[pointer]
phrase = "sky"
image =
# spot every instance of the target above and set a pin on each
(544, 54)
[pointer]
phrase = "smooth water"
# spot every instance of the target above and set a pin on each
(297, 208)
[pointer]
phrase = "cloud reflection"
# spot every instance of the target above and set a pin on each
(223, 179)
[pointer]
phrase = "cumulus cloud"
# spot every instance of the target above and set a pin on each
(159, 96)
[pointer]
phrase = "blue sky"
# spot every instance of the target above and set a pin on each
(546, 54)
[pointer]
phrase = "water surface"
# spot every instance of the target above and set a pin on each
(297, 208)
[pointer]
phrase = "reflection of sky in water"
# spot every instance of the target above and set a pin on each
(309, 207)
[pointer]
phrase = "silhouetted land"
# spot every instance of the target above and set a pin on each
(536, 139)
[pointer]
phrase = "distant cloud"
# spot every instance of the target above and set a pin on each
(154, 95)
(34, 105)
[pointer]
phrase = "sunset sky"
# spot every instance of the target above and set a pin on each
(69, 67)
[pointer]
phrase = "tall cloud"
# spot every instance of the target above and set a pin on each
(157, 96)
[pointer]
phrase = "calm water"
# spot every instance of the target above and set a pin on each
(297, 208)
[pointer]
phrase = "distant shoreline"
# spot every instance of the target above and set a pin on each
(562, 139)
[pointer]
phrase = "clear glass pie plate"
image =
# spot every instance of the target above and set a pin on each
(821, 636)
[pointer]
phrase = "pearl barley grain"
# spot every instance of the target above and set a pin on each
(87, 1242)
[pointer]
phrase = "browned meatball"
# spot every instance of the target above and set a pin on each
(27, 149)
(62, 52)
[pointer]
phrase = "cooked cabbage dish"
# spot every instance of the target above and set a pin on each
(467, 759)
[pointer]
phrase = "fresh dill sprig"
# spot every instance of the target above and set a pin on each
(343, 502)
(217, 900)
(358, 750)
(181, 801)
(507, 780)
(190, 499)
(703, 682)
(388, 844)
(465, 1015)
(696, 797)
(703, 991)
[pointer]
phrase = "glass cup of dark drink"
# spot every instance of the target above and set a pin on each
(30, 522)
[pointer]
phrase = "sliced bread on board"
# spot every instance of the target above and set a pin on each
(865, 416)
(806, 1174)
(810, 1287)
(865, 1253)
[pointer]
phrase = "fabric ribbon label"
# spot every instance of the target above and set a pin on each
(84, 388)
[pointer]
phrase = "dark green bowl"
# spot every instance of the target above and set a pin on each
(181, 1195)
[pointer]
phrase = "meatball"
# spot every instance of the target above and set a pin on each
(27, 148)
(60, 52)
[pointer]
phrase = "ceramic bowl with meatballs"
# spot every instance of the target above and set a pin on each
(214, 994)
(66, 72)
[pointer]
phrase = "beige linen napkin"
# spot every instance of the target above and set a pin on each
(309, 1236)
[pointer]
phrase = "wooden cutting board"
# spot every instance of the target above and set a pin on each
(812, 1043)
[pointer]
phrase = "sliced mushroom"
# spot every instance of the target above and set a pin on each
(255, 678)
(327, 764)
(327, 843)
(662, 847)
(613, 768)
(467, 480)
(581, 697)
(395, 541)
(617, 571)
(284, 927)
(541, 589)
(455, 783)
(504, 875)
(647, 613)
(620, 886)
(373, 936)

* * *

DO THIS –
Each record should come back exactly as written.

ANSWER IN FULL –
[pointer]
phrase = "sky"
image =
# spot every instance of the target above and set a pin on each
(544, 54)
[pointer]
phrase = "smooth water"
# spot every instance of the target above and set a pin on each
(297, 208)
[pointer]
phrase = "cloud reflection"
# spot every instance of the target above and set a pin on each
(223, 179)
[pointer]
phrase = "cumulus cloud"
# spot every instance of the target above and set a pin on each
(159, 96)
[pointer]
phrase = "blue sky"
# spot every instance of the target above and set a pin on each
(546, 54)
[pointer]
phrase = "water surface"
# spot every instance of the target above and set a pin on each
(297, 208)
[pointer]
phrase = "reflection of sky in water"
# spot every instance of the target above and set a pin on each
(309, 207)
[pointer]
phrase = "silhouetted land"
# spot every instance of the target above and set a pin on each
(536, 139)
[pointer]
phrase = "distant cloud"
# spot every instance of the target above and set a pin on each
(154, 95)
(34, 105)
[pointer]
phrase = "sunset sky"
# spot every instance of the target above and set a pin on each
(69, 67)
[pointer]
phrase = "tall cloud"
# spot every instance of the target above and set a pin on each
(157, 96)
[pointer]
phrase = "calm water"
# spot every instance of the target above and set a pin on each
(297, 208)
[pointer]
phrase = "distant shoreline"
# spot every instance of the target above and set a pin on each
(562, 139)
[pointer]
phrase = "clear glass pie plate"
image =
# spot every instance of the target above and set a pin on each
(821, 636)
[pointer]
phrase = "pearl barley grain"
# spot every instance of the target above and set a pin on each
(87, 1242)
[pointer]
phrase = "browned meatball"
# spot every instance of the target above and set a pin on each
(27, 149)
(62, 52)
[pointer]
phrase = "cooked cabbage dish"
# spot every instance of the target above and set a pin on each
(467, 759)
[pointer]
phrase = "fresh dill sprig"
# spot every instance of the target above and set a pin on each
(343, 502)
(217, 900)
(358, 750)
(181, 801)
(507, 780)
(190, 499)
(703, 682)
(388, 844)
(465, 1015)
(696, 797)
(703, 991)
[pointer]
phrase = "glass cup of dark drink"
# spot every instance of the target above and set a pin on each
(30, 522)
[pointer]
phrase = "sliced bread on board"
# spot every instance of the target above and set a pin on each
(865, 416)
(806, 1174)
(810, 1287)
(865, 1253)
[pointer]
phrase = "fabric ribbon label"
# spot every instance of the target above and set a pin on each
(84, 388)
[pointer]
phrase = "dark green bowl"
# spot every instance of the target above and set a pin on each
(181, 1195)
[pointer]
phrase = "meatball"
# spot every instance of the target above and set a pin on each
(27, 148)
(60, 52)
[pointer]
phrase = "ceramic bowl with meatballs"
# spot every instance of the target above and set a pin on each
(214, 994)
(66, 72)
[pointer]
phrase = "beige linen napkin"
# spot every instance of the target above and set a pin on each
(309, 1236)
[pointer]
phrase = "wooden cutting board"
# spot every instance of the target above and set a pin on each
(812, 1043)
[pointer]
phrase = "sliced mushroom"
# spot every instance of the target above and set a pin on each
(255, 678)
(327, 764)
(327, 843)
(662, 847)
(613, 768)
(467, 480)
(581, 697)
(395, 541)
(617, 571)
(284, 927)
(541, 589)
(455, 783)
(504, 875)
(647, 613)
(620, 886)
(373, 936)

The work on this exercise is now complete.